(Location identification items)

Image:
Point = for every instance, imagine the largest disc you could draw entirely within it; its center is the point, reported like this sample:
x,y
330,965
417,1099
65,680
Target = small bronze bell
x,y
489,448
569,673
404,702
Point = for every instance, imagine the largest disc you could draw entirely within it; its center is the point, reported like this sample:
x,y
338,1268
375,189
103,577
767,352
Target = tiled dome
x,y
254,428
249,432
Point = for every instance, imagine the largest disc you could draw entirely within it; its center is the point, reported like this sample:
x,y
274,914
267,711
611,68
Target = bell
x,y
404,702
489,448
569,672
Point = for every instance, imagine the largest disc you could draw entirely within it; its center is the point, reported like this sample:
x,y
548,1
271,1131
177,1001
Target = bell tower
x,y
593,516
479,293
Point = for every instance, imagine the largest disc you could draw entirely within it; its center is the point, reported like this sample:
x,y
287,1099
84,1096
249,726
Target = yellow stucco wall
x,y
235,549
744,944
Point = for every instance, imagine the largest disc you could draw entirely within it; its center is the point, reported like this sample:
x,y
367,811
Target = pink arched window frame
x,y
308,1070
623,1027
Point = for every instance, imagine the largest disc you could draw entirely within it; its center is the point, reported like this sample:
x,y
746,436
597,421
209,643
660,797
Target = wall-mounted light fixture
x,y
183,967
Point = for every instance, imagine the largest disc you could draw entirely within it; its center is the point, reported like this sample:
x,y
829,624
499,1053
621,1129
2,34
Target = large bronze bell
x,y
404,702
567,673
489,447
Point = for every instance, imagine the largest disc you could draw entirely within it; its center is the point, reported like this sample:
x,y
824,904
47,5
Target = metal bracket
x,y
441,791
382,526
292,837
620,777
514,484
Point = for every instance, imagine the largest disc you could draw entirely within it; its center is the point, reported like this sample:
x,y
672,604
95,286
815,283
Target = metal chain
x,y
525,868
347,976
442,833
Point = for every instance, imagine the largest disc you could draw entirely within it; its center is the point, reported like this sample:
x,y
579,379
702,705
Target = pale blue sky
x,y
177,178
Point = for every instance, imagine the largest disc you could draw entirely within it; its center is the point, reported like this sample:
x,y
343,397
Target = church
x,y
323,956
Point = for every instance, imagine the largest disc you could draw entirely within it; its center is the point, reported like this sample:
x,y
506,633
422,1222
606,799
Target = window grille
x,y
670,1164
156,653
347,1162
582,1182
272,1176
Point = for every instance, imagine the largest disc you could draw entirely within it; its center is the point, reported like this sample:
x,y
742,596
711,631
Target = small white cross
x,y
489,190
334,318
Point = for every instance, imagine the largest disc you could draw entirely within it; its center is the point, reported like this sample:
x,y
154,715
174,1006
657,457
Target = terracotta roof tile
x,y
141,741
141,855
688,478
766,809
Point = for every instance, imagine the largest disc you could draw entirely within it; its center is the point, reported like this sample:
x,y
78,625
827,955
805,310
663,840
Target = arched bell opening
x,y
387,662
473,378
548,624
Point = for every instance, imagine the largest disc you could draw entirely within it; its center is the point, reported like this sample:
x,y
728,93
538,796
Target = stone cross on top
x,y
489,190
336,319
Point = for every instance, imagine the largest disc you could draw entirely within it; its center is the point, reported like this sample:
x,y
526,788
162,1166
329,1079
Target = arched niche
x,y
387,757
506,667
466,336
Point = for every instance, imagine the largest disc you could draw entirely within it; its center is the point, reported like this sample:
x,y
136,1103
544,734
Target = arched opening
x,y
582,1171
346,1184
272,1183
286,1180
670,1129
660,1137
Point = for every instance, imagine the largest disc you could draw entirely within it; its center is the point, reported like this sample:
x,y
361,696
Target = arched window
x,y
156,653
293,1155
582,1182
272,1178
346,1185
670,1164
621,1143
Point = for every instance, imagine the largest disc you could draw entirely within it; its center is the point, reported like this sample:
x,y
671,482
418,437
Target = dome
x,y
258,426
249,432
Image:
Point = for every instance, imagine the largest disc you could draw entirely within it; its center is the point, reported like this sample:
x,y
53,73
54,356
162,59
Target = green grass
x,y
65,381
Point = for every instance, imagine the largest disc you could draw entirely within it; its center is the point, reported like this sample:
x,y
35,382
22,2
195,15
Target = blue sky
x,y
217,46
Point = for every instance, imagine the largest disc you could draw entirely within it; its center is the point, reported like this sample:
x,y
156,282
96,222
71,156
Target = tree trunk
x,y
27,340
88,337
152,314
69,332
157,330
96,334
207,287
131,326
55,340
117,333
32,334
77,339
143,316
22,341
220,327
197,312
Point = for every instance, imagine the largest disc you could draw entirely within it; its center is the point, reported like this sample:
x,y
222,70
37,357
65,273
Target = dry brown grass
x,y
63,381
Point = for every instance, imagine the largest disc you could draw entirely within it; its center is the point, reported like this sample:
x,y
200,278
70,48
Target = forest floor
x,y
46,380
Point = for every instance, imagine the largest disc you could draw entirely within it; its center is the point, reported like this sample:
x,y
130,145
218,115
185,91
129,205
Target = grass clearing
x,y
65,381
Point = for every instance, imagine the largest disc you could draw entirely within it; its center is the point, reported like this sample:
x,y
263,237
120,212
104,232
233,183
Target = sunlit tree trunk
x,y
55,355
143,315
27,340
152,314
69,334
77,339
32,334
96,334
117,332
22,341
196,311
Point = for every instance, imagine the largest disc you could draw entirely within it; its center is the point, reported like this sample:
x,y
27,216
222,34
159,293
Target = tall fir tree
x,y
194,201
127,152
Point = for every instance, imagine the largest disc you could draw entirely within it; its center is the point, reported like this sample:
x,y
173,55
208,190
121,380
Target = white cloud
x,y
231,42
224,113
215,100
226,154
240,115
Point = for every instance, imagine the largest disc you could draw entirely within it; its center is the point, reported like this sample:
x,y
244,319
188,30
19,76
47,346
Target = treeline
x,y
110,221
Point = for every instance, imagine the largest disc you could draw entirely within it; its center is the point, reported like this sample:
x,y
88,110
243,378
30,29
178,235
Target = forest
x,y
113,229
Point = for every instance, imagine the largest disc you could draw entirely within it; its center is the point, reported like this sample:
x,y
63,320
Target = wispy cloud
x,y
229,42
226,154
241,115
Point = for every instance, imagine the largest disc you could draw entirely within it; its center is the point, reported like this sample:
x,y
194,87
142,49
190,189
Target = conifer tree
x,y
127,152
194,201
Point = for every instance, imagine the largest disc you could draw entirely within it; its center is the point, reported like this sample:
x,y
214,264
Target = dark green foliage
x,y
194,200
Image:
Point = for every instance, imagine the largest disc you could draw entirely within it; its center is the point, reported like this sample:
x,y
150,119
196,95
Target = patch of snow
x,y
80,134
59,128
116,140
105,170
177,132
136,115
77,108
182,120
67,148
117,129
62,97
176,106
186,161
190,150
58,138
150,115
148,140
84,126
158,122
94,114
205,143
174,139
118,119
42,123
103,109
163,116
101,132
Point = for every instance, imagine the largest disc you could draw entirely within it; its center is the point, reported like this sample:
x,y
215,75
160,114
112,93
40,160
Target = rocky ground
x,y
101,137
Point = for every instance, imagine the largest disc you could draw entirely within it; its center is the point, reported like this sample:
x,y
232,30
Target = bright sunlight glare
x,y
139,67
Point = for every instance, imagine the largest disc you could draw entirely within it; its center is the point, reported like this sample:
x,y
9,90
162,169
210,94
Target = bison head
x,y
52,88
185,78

Aim
Every record above needs to be repeated word for word.

Problem solution
Image:
Point = for every instance, imagine the largest disc you could draw entirely within it; its center is the point, reported like this sample:
x,y
330,965
417,1099
65,680
Target = small bronze bell
x,y
489,448
569,673
404,702
Point = for every instance, imagine the largest disc you could draw entirely within it; its center is the point, reported like this sample:
x,y
338,1268
375,189
103,577
767,352
Target = tiled dome
x,y
254,428
249,432
Point = for every instance, imagine the largest disc you could draw entirely within it; its center is the point, reported like this sample:
x,y
274,914
267,711
611,68
Target = bell
x,y
404,702
489,448
569,672
Point = for every instance, imagine the largest disc you could draw entirely within it; its center is the point, reported like this sample:
x,y
548,1
271,1131
177,1001
Target = bell tower
x,y
593,516
479,293
Point = for every instance, imagine the largest disc you could draw entirely within it; its center is the point, reported like this sample:
x,y
287,1099
84,1096
249,726
Target = yellow stucco wall
x,y
235,549
744,944
Point = for every instance, imagine the largest disc you could draw entirely within it; its center is the point, reported like this sample:
x,y
367,811
Target = pink arched window frame
x,y
308,1070
623,1027
Point = for every instance, imagine the largest disc you could draw entirely within it; its center is the point, reported like this sample:
x,y
746,436
597,421
209,643
660,797
Target = wall-mounted light fixture
x,y
183,967
Point = for every instance, imagine the largest disc you could draw entirely within it; its center is the point, reported like this sample:
x,y
829,624
499,1053
621,1129
2,34
Target = large bronze bell
x,y
404,702
567,673
489,447
Point = for every instance, imagine the largest disc you could draw entirely within it; its center is the point, reported like this sample:
x,y
824,904
47,5
Target = metal bracket
x,y
441,791
382,526
292,837
620,777
514,484
Point = for every instance, imagine the largest disc you could draw entirely within it; its center is the point, reported like this sample:
x,y
672,604
95,286
815,283
Target = metal chain
x,y
525,868
347,976
442,833
Point = for every instance, imagine the largest disc you could draw entirely within it; its center is the point, reported like this sample:
x,y
579,379
702,705
Target = pale blue sky
x,y
177,178
Point = for every instance, imagine the largest disc you could draw entirely within it; its center is the point, reported like this sample:
x,y
343,397
Target = church
x,y
323,956
Point = for every instance, imagine the largest disc you could draw entirely within it; its center is the point, reported like this sample:
x,y
506,633
422,1222
606,799
Target = window grille
x,y
670,1164
156,653
347,1162
582,1182
272,1176
Point = for every instance, imagine the largest disc you could draw entirely within it; its center is the point, reported like this sample:
x,y
742,596
711,631
Target = small white cross
x,y
489,190
334,318
Point = for every instance, imagine the largest disc you could draw entirely within it; its center is the point, reported like this sample:
x,y
154,715
174,1006
657,457
Target = terracotta roof tile
x,y
141,741
141,855
688,478
766,809
Point = for every instance, imagine the largest disc you could draw entirely within it; its center is the point, reported like this sample:
x,y
78,625
827,955
805,310
663,840
Target = arched bell opening
x,y
387,662
473,378
548,624
Point = for every instance, imagine the largest disc you could draw entirely within it; its center is the point, reported like this sample:
x,y
728,93
538,796
Target = stone cross on top
x,y
489,190
336,319
Point = for every instance, imagine the largest disc you could draw entirely within it; its center is the point, reported like this sample:
x,y
526,788
162,1166
329,1079
Target = arched niche
x,y
387,757
506,667
466,336
Point = for every instance, imagine the largest disc you could draw entirely within it; its center is the point, reported like this sample:
x,y
136,1103
544,734
Target = arched opening
x,y
582,1171
346,1184
272,1183
286,1180
670,1129
660,1137
Point = for every instance, imagine the largest disc you could draw entirely within it; its center is the point, reported like this sample:
x,y
361,696
Target = arched window
x,y
156,653
293,1155
582,1182
272,1178
346,1185
670,1164
621,1143
Point = for every instance, imagine the largest disc you could draw entirely within it; its center is the point, reported like this sample:
x,y
671,482
418,437
Target = dome
x,y
258,426
249,432
Image:
Point = for every instance, imagine the largest disc you could draw entirely within it; its center is the point, reported like this sample:
x,y
53,73
54,356
162,59
Target = green grass
x,y
65,381
Point = for every instance, imagine the largest disc you could draw entirely within it; its center is the point, reported like this sample:
x,y
35,382
22,2
195,15
Target = blue sky
x,y
217,46
Point = for every instance, imagine the largest disc you could draw entirely within it; its center is the point, reported like this sample:
x,y
156,282
96,222
71,156
Target = tree trunk
x,y
27,340
88,337
152,314
69,332
157,330
96,334
207,287
131,326
55,340
117,333
32,334
77,339
143,316
22,341
220,327
197,312
Point = for every instance, imagine the largest disc you could draw entirely within it; its center is the point, reported like this sample:
x,y
222,70
37,357
65,273
Target = dry brown grass
x,y
63,381
Point = for every instance, imagine the largest disc you could draw entirely within it; its center is the point, reported like this sample:
x,y
200,278
70,48
Target = forest floor
x,y
46,380
Point = for every instance, imagine the largest disc you could draw entirely within it; its center is the point, reported like this sample:
x,y
130,145
218,115
185,91
129,205
Target = grass clearing
x,y
65,381
Point = for every instance, imagine the largest disc you could draw entirely within it; its center is the point, reported like this sample:
x,y
263,237
120,212
104,232
233,183
Target = sunlit tree trunk
x,y
55,355
143,315
27,340
152,314
69,334
77,339
32,334
96,334
117,332
22,341
196,311
Point = for every instance, imagine the largest disc you could draw entirely within it; its center is the point, reported like this sample:
x,y
27,216
222,34
159,293
Target = tall fir tree
x,y
194,201
127,152
Point = for every instance, imagine the largest disc you could draw entirely within it; its center is the point, reported like this sample:
x,y
173,55
208,190
121,380
Target = white cloud
x,y
231,42
224,113
215,100
226,154
240,115
Point = for every instance, imagine the largest disc you could draw entirely within it; its center is the point, reported like this sample:
x,y
244,319
188,30
19,76
47,346
Target = treeline
x,y
110,221
Point = for every instance, imagine the largest disc you could draw entirely within it; its center is the point, reported like this sample:
x,y
88,110
243,378
30,29
178,235
Target = forest
x,y
113,229
Point = for every instance, imagine the largest disc you could draw entirely within it; its center is the point, reported like this sample:
x,y
63,320
Target = wispy cloud
x,y
229,42
226,154
241,115
Point = for every instance, imagine the largest disc you could draw entirely within it; its center is the point, reported like this sample:
x,y
194,87
142,49
190,189
Target = conifer tree
x,y
127,152
194,201
Point = for every instance, imagine the largest disc you could draw entirely within it; its center is the point, reported like this sample:
x,y
214,264
Target = dark green foliage
x,y
194,200
Image:
Point = for every instance, imagine the largest disc you could draw entirely within it; its center is the point, reported like this sample:
x,y
150,119
196,95
Target = patch of snow
x,y
80,134
59,128
116,140
105,170
177,132
136,115
77,108
182,120
67,148
117,129
62,97
176,106
186,161
190,150
58,138
150,115
148,140
84,126
158,122
94,114
205,143
174,139
118,119
42,123
103,109
163,116
101,132
Point = for every instance, imagine the largest disc you could draw entirely within it; its center is the point, reported like this sample:
x,y
215,75
160,114
112,93
40,160
Target = rocky ground
x,y
101,137
Point = for every instance, imagine the largest disc you could draw entirely within it; its center is the point, reported like this sample:
x,y
232,30
Target = bright sunlight glare
x,y
139,67
Point = for every instance, imagine the largest disc you could draw entirely within it; its center is the point, reported like this sample:
x,y
9,90
162,169
210,94
Target = bison head
x,y
52,88
185,78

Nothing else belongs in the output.